• _Dataset extract_:
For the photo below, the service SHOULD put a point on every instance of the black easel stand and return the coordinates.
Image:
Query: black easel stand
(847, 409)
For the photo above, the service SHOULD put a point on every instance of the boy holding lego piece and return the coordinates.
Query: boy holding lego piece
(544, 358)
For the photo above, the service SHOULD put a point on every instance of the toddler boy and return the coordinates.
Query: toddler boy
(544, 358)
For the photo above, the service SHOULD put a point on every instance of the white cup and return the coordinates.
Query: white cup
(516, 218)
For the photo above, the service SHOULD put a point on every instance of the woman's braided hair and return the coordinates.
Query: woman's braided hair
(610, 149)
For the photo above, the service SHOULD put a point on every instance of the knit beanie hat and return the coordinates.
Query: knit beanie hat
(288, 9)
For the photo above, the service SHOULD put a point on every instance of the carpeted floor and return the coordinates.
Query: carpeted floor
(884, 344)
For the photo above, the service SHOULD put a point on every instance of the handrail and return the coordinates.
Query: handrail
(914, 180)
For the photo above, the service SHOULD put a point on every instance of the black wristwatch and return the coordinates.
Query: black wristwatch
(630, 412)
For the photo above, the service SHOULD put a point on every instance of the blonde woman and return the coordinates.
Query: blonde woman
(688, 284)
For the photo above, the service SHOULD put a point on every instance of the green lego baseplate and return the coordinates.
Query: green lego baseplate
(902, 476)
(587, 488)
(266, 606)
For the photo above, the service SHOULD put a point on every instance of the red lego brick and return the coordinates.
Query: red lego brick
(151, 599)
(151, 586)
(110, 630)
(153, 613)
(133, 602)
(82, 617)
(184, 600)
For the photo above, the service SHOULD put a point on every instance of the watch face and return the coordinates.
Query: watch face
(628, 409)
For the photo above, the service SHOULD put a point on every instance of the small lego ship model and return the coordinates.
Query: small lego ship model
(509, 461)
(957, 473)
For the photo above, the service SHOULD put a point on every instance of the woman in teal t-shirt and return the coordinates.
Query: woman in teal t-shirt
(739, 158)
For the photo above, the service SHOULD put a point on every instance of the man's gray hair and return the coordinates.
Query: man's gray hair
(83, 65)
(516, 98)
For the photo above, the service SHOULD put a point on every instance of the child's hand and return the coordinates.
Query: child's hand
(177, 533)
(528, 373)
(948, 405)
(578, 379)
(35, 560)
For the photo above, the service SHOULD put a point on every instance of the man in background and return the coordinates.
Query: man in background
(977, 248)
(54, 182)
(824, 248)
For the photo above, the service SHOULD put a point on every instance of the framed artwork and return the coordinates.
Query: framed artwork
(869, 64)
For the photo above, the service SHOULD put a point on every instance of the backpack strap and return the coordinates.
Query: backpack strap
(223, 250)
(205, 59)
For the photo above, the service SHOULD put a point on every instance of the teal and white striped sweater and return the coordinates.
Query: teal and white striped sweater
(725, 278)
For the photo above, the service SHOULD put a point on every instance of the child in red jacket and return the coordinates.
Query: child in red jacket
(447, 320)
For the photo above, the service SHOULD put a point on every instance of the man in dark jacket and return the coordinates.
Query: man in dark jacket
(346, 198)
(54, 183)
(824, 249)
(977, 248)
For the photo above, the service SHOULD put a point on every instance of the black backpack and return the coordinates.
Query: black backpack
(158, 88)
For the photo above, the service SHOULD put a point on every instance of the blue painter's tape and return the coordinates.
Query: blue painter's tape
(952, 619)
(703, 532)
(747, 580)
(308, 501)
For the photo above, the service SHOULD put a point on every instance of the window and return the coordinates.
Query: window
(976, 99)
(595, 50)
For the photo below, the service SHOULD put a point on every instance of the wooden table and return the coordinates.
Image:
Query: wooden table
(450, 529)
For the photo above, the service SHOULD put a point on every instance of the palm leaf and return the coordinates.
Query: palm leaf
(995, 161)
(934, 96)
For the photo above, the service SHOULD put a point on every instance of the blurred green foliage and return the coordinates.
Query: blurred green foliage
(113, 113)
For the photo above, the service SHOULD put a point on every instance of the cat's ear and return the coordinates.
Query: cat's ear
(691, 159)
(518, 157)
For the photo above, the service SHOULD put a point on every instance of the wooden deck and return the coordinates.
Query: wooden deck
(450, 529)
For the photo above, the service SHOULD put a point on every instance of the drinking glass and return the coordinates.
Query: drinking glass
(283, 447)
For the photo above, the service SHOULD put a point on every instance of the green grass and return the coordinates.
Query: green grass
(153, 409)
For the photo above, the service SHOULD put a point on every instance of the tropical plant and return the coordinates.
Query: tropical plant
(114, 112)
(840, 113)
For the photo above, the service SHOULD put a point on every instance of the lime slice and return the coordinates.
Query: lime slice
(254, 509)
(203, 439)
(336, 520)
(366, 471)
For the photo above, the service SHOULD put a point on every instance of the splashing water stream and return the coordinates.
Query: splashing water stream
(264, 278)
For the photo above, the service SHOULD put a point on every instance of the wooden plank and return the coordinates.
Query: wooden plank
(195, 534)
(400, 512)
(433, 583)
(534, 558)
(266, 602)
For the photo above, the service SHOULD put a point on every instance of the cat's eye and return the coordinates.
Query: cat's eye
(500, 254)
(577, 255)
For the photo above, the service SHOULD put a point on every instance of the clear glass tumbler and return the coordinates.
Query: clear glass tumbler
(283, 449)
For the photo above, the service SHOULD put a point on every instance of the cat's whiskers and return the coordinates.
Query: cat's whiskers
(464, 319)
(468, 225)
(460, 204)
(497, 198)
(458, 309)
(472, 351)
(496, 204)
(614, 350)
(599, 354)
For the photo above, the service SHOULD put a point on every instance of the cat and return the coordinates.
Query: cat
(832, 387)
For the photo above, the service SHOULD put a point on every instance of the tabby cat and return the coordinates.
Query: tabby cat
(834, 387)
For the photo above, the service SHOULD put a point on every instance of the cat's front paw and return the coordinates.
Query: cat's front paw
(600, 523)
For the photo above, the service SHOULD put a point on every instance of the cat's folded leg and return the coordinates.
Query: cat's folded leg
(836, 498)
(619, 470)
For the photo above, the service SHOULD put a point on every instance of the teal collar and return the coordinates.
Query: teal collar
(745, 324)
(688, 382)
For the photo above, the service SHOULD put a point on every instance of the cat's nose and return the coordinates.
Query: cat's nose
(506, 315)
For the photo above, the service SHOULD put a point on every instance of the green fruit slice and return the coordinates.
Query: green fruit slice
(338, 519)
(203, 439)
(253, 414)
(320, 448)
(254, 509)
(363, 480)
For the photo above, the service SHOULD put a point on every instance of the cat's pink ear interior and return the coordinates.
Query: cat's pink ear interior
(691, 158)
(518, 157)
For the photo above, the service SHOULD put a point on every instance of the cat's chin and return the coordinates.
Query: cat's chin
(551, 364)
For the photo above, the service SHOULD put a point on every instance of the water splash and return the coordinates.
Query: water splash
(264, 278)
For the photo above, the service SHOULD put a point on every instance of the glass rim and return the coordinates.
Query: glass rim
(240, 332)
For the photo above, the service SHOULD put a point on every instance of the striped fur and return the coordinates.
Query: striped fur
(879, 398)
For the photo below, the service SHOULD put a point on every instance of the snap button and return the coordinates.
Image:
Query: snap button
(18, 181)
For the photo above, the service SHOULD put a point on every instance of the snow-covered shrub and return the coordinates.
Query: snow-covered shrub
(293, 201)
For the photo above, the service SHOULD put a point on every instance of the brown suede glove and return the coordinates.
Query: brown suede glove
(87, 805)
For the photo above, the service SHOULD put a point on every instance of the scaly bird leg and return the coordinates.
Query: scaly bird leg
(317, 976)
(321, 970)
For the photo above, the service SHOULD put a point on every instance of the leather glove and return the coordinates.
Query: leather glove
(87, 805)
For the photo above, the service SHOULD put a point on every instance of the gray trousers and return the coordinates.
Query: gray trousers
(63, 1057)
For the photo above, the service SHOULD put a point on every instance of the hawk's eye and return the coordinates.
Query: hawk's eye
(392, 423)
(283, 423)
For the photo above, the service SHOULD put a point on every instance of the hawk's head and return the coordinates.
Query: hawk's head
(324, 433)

• _Task to complete_: Search the listing above for the string "below" and copy each line that has it.

• _Exercise result_:
For the photo below, the service SHOULD put a point on every instance of the black easel stand and return the coordinates.
For the photo below, the service SHOULD put a point on every instance of the wooden table and return the coordinates.
For the photo below, the service SHOULD put a point on every instance of the snap button and return the coordinates.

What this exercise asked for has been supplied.